» Records:
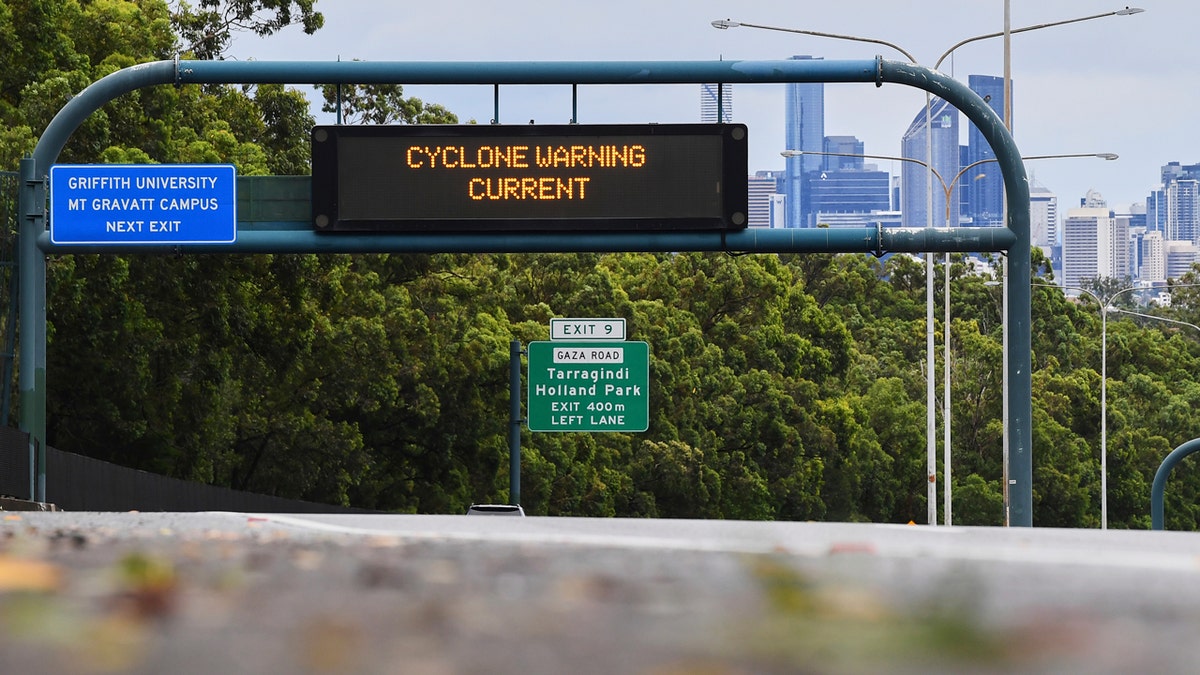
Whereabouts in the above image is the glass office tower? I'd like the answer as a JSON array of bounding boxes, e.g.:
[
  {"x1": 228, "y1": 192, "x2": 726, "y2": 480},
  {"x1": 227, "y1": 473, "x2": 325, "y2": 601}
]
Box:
[{"x1": 784, "y1": 56, "x2": 824, "y2": 227}]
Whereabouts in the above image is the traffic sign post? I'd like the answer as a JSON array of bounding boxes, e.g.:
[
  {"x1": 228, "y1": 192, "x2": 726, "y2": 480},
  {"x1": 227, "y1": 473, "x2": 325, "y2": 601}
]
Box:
[
  {"x1": 527, "y1": 340, "x2": 650, "y2": 432},
  {"x1": 550, "y1": 318, "x2": 625, "y2": 340},
  {"x1": 50, "y1": 165, "x2": 238, "y2": 246}
]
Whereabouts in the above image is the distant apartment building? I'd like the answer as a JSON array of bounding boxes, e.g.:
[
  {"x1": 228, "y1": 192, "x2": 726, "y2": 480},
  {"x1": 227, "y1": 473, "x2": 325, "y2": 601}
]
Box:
[
  {"x1": 900, "y1": 97, "x2": 960, "y2": 227},
  {"x1": 784, "y1": 55, "x2": 824, "y2": 227},
  {"x1": 960, "y1": 74, "x2": 1008, "y2": 225},
  {"x1": 1062, "y1": 191, "x2": 1129, "y2": 287},
  {"x1": 821, "y1": 136, "x2": 864, "y2": 171},
  {"x1": 746, "y1": 171, "x2": 786, "y2": 227},
  {"x1": 809, "y1": 165, "x2": 892, "y2": 227},
  {"x1": 1138, "y1": 232, "x2": 1166, "y2": 283},
  {"x1": 1030, "y1": 183, "x2": 1058, "y2": 251},
  {"x1": 700, "y1": 84, "x2": 733, "y2": 124},
  {"x1": 1163, "y1": 240, "x2": 1200, "y2": 279}
]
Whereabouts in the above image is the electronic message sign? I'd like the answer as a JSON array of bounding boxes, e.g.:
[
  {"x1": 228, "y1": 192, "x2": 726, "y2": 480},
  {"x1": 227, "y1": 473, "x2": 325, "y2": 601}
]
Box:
[{"x1": 312, "y1": 124, "x2": 746, "y2": 232}]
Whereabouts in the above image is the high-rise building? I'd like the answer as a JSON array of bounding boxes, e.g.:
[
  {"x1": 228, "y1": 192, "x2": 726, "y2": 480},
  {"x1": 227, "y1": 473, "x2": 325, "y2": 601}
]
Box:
[
  {"x1": 1163, "y1": 239, "x2": 1200, "y2": 279},
  {"x1": 1163, "y1": 178, "x2": 1200, "y2": 244},
  {"x1": 784, "y1": 55, "x2": 824, "y2": 227},
  {"x1": 1062, "y1": 190, "x2": 1130, "y2": 286},
  {"x1": 1030, "y1": 181, "x2": 1058, "y2": 249},
  {"x1": 700, "y1": 84, "x2": 733, "y2": 124},
  {"x1": 808, "y1": 165, "x2": 892, "y2": 227},
  {"x1": 900, "y1": 97, "x2": 959, "y2": 227},
  {"x1": 1062, "y1": 207, "x2": 1109, "y2": 287},
  {"x1": 960, "y1": 74, "x2": 1012, "y2": 226},
  {"x1": 1138, "y1": 231, "x2": 1166, "y2": 283},
  {"x1": 746, "y1": 171, "x2": 782, "y2": 227},
  {"x1": 821, "y1": 136, "x2": 863, "y2": 171}
]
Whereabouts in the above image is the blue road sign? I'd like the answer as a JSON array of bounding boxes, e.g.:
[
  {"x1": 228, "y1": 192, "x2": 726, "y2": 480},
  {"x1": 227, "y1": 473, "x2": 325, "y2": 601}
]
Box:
[{"x1": 49, "y1": 165, "x2": 238, "y2": 245}]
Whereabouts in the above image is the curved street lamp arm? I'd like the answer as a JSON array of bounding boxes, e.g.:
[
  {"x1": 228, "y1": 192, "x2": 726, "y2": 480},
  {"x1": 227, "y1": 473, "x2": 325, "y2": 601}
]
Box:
[
  {"x1": 936, "y1": 7, "x2": 1146, "y2": 71},
  {"x1": 1110, "y1": 307, "x2": 1200, "y2": 333},
  {"x1": 712, "y1": 19, "x2": 917, "y2": 64}
]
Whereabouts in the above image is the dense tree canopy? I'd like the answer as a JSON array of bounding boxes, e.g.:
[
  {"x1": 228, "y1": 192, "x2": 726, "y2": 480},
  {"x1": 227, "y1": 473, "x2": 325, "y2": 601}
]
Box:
[{"x1": 0, "y1": 0, "x2": 1200, "y2": 530}]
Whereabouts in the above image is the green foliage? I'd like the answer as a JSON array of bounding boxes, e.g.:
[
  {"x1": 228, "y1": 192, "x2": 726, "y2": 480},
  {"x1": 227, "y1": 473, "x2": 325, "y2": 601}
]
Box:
[
  {"x1": 172, "y1": 0, "x2": 325, "y2": 60},
  {"x1": 11, "y1": 0, "x2": 1200, "y2": 530}
]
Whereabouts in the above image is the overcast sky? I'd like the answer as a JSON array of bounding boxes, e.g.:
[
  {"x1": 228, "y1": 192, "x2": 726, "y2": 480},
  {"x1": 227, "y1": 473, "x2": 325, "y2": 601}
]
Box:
[{"x1": 232, "y1": 0, "x2": 1185, "y2": 210}]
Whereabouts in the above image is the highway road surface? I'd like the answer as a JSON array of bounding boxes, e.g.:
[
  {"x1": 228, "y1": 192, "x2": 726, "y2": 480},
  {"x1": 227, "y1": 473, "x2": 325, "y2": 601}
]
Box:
[{"x1": 0, "y1": 512, "x2": 1200, "y2": 675}]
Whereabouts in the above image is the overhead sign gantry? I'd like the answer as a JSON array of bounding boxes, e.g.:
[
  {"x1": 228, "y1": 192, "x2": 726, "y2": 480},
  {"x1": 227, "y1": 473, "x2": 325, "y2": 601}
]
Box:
[{"x1": 18, "y1": 56, "x2": 1033, "y2": 526}]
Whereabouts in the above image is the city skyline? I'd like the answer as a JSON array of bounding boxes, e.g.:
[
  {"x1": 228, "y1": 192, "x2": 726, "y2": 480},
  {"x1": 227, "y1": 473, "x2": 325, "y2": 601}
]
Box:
[{"x1": 230, "y1": 0, "x2": 1185, "y2": 210}]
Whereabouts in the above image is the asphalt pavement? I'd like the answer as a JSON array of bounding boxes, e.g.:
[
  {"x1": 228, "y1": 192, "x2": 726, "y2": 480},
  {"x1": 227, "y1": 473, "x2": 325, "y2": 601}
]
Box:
[{"x1": 0, "y1": 512, "x2": 1200, "y2": 675}]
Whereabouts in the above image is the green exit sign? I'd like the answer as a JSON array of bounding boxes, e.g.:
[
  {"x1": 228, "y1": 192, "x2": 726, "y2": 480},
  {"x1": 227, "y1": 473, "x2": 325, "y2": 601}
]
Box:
[{"x1": 527, "y1": 340, "x2": 650, "y2": 432}]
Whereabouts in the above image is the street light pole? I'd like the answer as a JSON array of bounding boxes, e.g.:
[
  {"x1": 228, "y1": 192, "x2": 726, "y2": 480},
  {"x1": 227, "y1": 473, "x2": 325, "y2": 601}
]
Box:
[
  {"x1": 710, "y1": 6, "x2": 1145, "y2": 526},
  {"x1": 1030, "y1": 281, "x2": 1200, "y2": 530}
]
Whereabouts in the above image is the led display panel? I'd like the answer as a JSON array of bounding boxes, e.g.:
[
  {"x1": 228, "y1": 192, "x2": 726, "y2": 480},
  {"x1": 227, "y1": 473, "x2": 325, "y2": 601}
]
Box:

» What the task asks:
Recast all of the material above as a numbered list, omitting blank lines and leaving out the pictures.

» Final result:
1. Whereabouts in the above image is the glass office tower? I'd like the answer as a JSON array of bounding boxes, e.g.:
2. [
3.   {"x1": 228, "y1": 192, "x2": 726, "y2": 480},
4.   {"x1": 227, "y1": 473, "x2": 325, "y2": 601}
5. ]
6. Box:
7. [{"x1": 784, "y1": 56, "x2": 824, "y2": 227}]
8. Whereabouts in the above image is the traffic sign post? I'd like the answer as a JSON array of bounding boxes, e.g.:
9. [
10.   {"x1": 228, "y1": 192, "x2": 726, "y2": 480},
11.   {"x1": 227, "y1": 473, "x2": 325, "y2": 601}
12. ]
13. Box:
14. [
15.   {"x1": 527, "y1": 340, "x2": 650, "y2": 432},
16.   {"x1": 550, "y1": 318, "x2": 625, "y2": 340},
17.   {"x1": 50, "y1": 165, "x2": 238, "y2": 246}
18. ]
19. Whereabouts in the above image is the distant apartment building? I'd like the answer as a JSON array of bounding boxes, e.g.:
20. [
21.   {"x1": 228, "y1": 192, "x2": 726, "y2": 480},
22.   {"x1": 227, "y1": 473, "x2": 325, "y2": 601}
23. ]
24. Box:
25. [
26.   {"x1": 900, "y1": 97, "x2": 960, "y2": 227},
27.   {"x1": 784, "y1": 55, "x2": 824, "y2": 227},
28.   {"x1": 960, "y1": 74, "x2": 1008, "y2": 225},
29.   {"x1": 1062, "y1": 191, "x2": 1129, "y2": 287},
30.   {"x1": 821, "y1": 136, "x2": 864, "y2": 171},
31.   {"x1": 746, "y1": 171, "x2": 786, "y2": 227},
32.   {"x1": 809, "y1": 165, "x2": 892, "y2": 227},
33.   {"x1": 1138, "y1": 232, "x2": 1166, "y2": 283},
34.   {"x1": 1030, "y1": 183, "x2": 1058, "y2": 251},
35.   {"x1": 700, "y1": 84, "x2": 733, "y2": 124},
36.   {"x1": 1163, "y1": 240, "x2": 1200, "y2": 279}
37. ]
38. Whereabouts in the above image is the electronic message sign? I'd like the answer as a JSON array of bounding boxes, e.g.:
39. [
40.   {"x1": 228, "y1": 192, "x2": 726, "y2": 480},
41.   {"x1": 227, "y1": 473, "x2": 325, "y2": 601}
42. ]
43. Box:
44. [{"x1": 312, "y1": 124, "x2": 746, "y2": 232}]
45. Whereabouts in the above image is the high-rise building? I'd like the answer as a JSON array of bounding boxes, e.g.:
46. [
47.   {"x1": 228, "y1": 192, "x2": 726, "y2": 480},
48.   {"x1": 227, "y1": 473, "x2": 325, "y2": 601}
49. ]
50. Box:
51. [
52.   {"x1": 1163, "y1": 239, "x2": 1200, "y2": 279},
53.   {"x1": 1163, "y1": 178, "x2": 1200, "y2": 244},
54.   {"x1": 784, "y1": 55, "x2": 824, "y2": 227},
55.   {"x1": 1062, "y1": 190, "x2": 1130, "y2": 286},
56.   {"x1": 1030, "y1": 181, "x2": 1058, "y2": 249},
57.   {"x1": 700, "y1": 84, "x2": 733, "y2": 124},
58.   {"x1": 808, "y1": 165, "x2": 892, "y2": 227},
59.   {"x1": 900, "y1": 97, "x2": 959, "y2": 227},
60.   {"x1": 1062, "y1": 207, "x2": 1109, "y2": 287},
61.   {"x1": 960, "y1": 74, "x2": 1012, "y2": 226},
62.   {"x1": 1138, "y1": 231, "x2": 1166, "y2": 283},
63.   {"x1": 746, "y1": 171, "x2": 782, "y2": 227},
64.   {"x1": 821, "y1": 136, "x2": 863, "y2": 171}
65. ]
66. Whereabouts in the above image is the blue road sign? I'd like the answer as a JSON array of bounding boxes, e.g.:
67. [
68.   {"x1": 228, "y1": 192, "x2": 726, "y2": 480},
69.   {"x1": 227, "y1": 473, "x2": 325, "y2": 601}
70. ]
71. Box:
72. [{"x1": 49, "y1": 165, "x2": 238, "y2": 245}]
73. Whereabouts in the above image is the curved street lamp arm? I'd like the answer as a JSON array of bounding boxes, e.g.:
74. [
75.   {"x1": 228, "y1": 192, "x2": 726, "y2": 480},
76.   {"x1": 227, "y1": 473, "x2": 325, "y2": 601}
77. ]
78. Box:
79. [
80.   {"x1": 936, "y1": 7, "x2": 1146, "y2": 71},
81.   {"x1": 1110, "y1": 307, "x2": 1200, "y2": 333},
82.   {"x1": 712, "y1": 19, "x2": 917, "y2": 64}
83. ]
84. Whereabouts in the above image is the dense tree canopy? I'd like the answer as a JSON array of bounding boxes, e.g.:
85. [
86.   {"x1": 228, "y1": 192, "x2": 726, "y2": 480},
87.   {"x1": 227, "y1": 473, "x2": 325, "y2": 601}
88. ]
89. Box:
90. [{"x1": 0, "y1": 0, "x2": 1200, "y2": 530}]
91. Whereabouts in the above image is the green foliage? I'd like the answer as a JSON array of bounding boxes, e.g.:
92. [
93.   {"x1": 228, "y1": 192, "x2": 726, "y2": 480},
94.   {"x1": 227, "y1": 473, "x2": 325, "y2": 601}
95. ]
96. Box:
97. [
98.   {"x1": 172, "y1": 0, "x2": 325, "y2": 60},
99.   {"x1": 11, "y1": 0, "x2": 1200, "y2": 530}
100. ]
101. Whereabouts in the above image is the overcast sky? I'd like the answer as a JSON array of bounding boxes, e.g.:
102. [
103.   {"x1": 228, "y1": 192, "x2": 726, "y2": 480},
104.   {"x1": 227, "y1": 473, "x2": 325, "y2": 601}
105. ]
106. Box:
107. [{"x1": 232, "y1": 0, "x2": 1185, "y2": 210}]
108. Whereabouts in the above image is the highway road surface? I'd like the answer as a JSON array of bounding boxes, e.g.:
109. [
110.   {"x1": 228, "y1": 192, "x2": 726, "y2": 480},
111.   {"x1": 227, "y1": 473, "x2": 325, "y2": 601}
112. ]
113. Box:
114. [{"x1": 0, "y1": 512, "x2": 1200, "y2": 675}]
115. Whereabouts in the above image is the overhead sign gantry? I'd like the answer as a JSON array of bounding boxes, e.g.:
116. [
117.   {"x1": 228, "y1": 192, "x2": 726, "y2": 480},
118.   {"x1": 227, "y1": 473, "x2": 325, "y2": 601}
119. ]
120. Box:
121. [{"x1": 18, "y1": 56, "x2": 1033, "y2": 526}]
122. Whereabouts in the above image is the city skyline? I'd like the answer as a JSON array of bounding boxes, e.g.:
123. [
124.   {"x1": 228, "y1": 192, "x2": 726, "y2": 480},
125.   {"x1": 227, "y1": 473, "x2": 325, "y2": 601}
126. ]
127. Box:
128. [{"x1": 230, "y1": 0, "x2": 1185, "y2": 210}]
129. Whereabouts in the above image is the asphalt pavement? I'd like the answer as a JSON array of bounding boxes, e.g.:
130. [
131.   {"x1": 228, "y1": 192, "x2": 726, "y2": 480},
132.   {"x1": 227, "y1": 473, "x2": 325, "y2": 601}
133. ]
134. Box:
135. [{"x1": 0, "y1": 512, "x2": 1200, "y2": 675}]
136. Whereabouts in the above image is the green exit sign? I'd like the answer as a JSON array of bounding boxes, e.g.:
137. [
138.   {"x1": 228, "y1": 192, "x2": 726, "y2": 480},
139.   {"x1": 227, "y1": 473, "x2": 325, "y2": 601}
140. ]
141. Box:
142. [{"x1": 527, "y1": 340, "x2": 650, "y2": 432}]
143. Whereabouts in the above image is the street light pole? I'd like the answer as a JSON array of bounding boxes, e.g.:
144. [
145.   {"x1": 228, "y1": 192, "x2": 726, "y2": 480},
146.   {"x1": 227, "y1": 473, "x2": 325, "y2": 601}
147. ]
148. Box:
149. [
150.   {"x1": 710, "y1": 6, "x2": 1145, "y2": 526},
151.   {"x1": 1030, "y1": 281, "x2": 1200, "y2": 530}
152. ]
153. Whereabouts in the above image is the led display panel? I'd like the answer as a JSON array of bounding boxes, e.g.:
154. [
155.   {"x1": 228, "y1": 192, "x2": 726, "y2": 480},
156.   {"x1": 227, "y1": 473, "x2": 325, "y2": 601}
157. ]
158. Box:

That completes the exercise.